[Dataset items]
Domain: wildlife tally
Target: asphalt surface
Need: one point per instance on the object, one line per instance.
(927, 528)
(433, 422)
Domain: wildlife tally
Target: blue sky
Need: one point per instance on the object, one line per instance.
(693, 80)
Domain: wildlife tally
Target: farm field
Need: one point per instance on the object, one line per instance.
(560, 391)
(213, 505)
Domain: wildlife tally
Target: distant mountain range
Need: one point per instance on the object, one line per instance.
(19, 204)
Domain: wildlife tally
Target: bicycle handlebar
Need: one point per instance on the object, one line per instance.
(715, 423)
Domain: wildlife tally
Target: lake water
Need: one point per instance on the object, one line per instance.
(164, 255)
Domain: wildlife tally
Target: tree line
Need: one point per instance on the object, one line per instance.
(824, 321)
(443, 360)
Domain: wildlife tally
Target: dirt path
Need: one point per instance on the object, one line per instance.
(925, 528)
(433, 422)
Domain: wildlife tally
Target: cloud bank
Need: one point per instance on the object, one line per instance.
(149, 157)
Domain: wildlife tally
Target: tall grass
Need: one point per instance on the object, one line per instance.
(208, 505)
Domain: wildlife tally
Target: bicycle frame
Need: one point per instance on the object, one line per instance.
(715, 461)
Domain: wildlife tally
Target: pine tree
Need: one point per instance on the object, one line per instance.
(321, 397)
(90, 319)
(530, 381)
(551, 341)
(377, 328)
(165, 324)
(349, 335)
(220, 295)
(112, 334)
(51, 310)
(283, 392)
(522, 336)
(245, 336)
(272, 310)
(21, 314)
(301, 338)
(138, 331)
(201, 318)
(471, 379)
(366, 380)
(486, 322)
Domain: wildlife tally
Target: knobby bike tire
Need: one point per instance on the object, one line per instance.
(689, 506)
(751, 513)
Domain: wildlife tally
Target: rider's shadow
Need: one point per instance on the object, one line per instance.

* **Written request**
Repeat the material above in full, exactly as it stands.

* **Output of the exercise**
Domain: wildlife tally
Target: asphalt surface
Need: one point per instance on the object, one line per instance.
(927, 528)
(433, 422)
Domain: wildlife tally
Target: blue sky
Need: one point per instance on the object, one line per instance.
(693, 80)
Domain: wildlife tally
Target: farm field
Need: one point per instance on the object, one line per instance.
(560, 391)
(213, 505)
Domain: wildlife tally
Target: distant mountain range
Need: one point per instance on the object, one line per instance.
(19, 204)
Domain: wildlife tally
Target: bicycle handlebar
Need: one point per instance on the object, one line per instance.
(715, 423)
Domain: wildlife tally
Target: lake water
Need: one point per instance on the object, one line per instance.
(164, 255)
Domain: wildlife tally
Target: tree line
Need: one point per instance on the object, one line per instance.
(824, 321)
(443, 360)
Domain: wildlife tally
Target: dirt path
Need: one point per instance on the object, one line per instance.
(925, 528)
(433, 422)
Domain: wildlife tally
Target: cloud bank
Need: one point per instance on the object, one line per instance.
(149, 157)
Domain: wildlife tally
Target: tall grass
Need: one point per instance on the object, one line per instance.
(208, 505)
Domain: wildlife tally
Target: bicycle frame
Need: one point per instance on the object, one line per instance.
(715, 461)
Domain: wildlife tally
Target: pine tree
Need: one point per instance on the object, one line per instance.
(321, 397)
(90, 319)
(530, 381)
(551, 341)
(377, 328)
(165, 324)
(349, 335)
(220, 295)
(112, 334)
(51, 310)
(283, 392)
(522, 336)
(245, 336)
(272, 310)
(21, 314)
(301, 338)
(138, 331)
(201, 318)
(471, 379)
(366, 380)
(486, 322)
Domain: wildlife tally
Target: knobby bike tire
Need: one point per instance on the object, one line per instance.
(689, 506)
(751, 513)
Domain: wildlife tally
Target: rider's shadow
Need: one point per instance on the object, one line per instance.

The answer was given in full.